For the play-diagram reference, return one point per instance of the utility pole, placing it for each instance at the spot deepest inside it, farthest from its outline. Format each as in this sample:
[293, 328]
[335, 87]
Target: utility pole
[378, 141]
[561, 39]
--
**TASK TO COMPLETE:** Reproduce the items above, substituting "telephone pole" for every occurrence of "utility pole" and leaving all other text as it is.

**FULL RESPONSE:**
For the play-diagram reference, return one point per instance of the telephone pole, placing it for each instance at the spot deepest inside it, farthest from its outline. Format each as in this sample:
[293, 328]
[335, 87]
Target: telephone pole
[378, 141]
[561, 39]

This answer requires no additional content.